= Record extracts =
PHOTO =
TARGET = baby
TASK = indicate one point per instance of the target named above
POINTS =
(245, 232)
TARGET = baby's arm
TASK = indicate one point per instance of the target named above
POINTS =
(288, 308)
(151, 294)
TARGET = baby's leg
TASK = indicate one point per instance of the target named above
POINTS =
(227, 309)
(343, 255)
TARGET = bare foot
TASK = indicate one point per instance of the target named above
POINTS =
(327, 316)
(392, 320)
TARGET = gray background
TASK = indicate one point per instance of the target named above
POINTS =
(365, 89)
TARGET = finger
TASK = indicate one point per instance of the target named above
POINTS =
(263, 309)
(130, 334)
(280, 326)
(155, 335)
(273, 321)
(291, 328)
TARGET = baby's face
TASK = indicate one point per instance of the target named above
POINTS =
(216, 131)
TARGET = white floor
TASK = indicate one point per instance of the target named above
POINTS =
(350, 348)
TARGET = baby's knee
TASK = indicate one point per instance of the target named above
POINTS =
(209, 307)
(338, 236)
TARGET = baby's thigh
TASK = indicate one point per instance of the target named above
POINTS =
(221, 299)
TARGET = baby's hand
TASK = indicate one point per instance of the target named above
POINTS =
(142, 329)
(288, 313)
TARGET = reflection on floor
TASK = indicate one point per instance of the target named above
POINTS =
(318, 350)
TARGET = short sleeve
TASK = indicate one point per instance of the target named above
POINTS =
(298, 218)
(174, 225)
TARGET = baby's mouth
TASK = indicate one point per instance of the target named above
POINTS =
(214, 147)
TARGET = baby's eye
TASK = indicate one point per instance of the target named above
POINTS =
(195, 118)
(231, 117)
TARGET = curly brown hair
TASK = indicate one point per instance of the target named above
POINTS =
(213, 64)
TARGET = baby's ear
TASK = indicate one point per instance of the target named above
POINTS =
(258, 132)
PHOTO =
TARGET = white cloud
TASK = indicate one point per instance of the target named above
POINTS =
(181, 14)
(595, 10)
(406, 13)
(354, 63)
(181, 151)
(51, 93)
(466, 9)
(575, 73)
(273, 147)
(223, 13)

= What the task asks =
Beginning of the records through the line with "TARGET = short sleeve": return that span exactly and stop there.

= Result =
PHOTO =
TARGET = baby
TASK = indicate one point per instance of the target named above
POINTS =
(245, 232)
TARGET = baby's arm
TASK = indicate one point per instance of the target named above
POINTS =
(288, 308)
(151, 294)
TARGET = baby's leg
TASK = indicate one point per instance of the target named above
POINTS =
(227, 309)
(343, 255)
TARGET = bare foot
TASK = indicate one point per instance of the target named above
POINTS =
(327, 316)
(392, 320)
TARGET = gray background
TASK = indicate one point per instance of the target named above
POINTS =
(365, 89)
TARGET = finger
TASK = indicate one point per instance of the target named above
POINTS =
(263, 309)
(130, 334)
(280, 326)
(155, 335)
(273, 321)
(291, 328)
TARGET = baby's face
TASK = indicate one point per instance of the target named above
POINTS =
(216, 131)
TARGET = white floor
TASK = indicate one point per instance of the target named above
POINTS =
(350, 348)
TARGET = baby's knee
TASK = indicate one point per instance of the target named above
POINTS =
(209, 307)
(338, 236)
TARGET = baby's thigh
TASK = indicate one point per instance of the target named above
POINTS =
(221, 299)
TARGET = baby's hand
TASK = indicate one point per instance of the target named above
POINTS =
(142, 329)
(288, 313)
TARGET = reflection on floor
TASK = indicate one point per instance of the target named above
POINTS =
(318, 350)
TARGET = short sleeve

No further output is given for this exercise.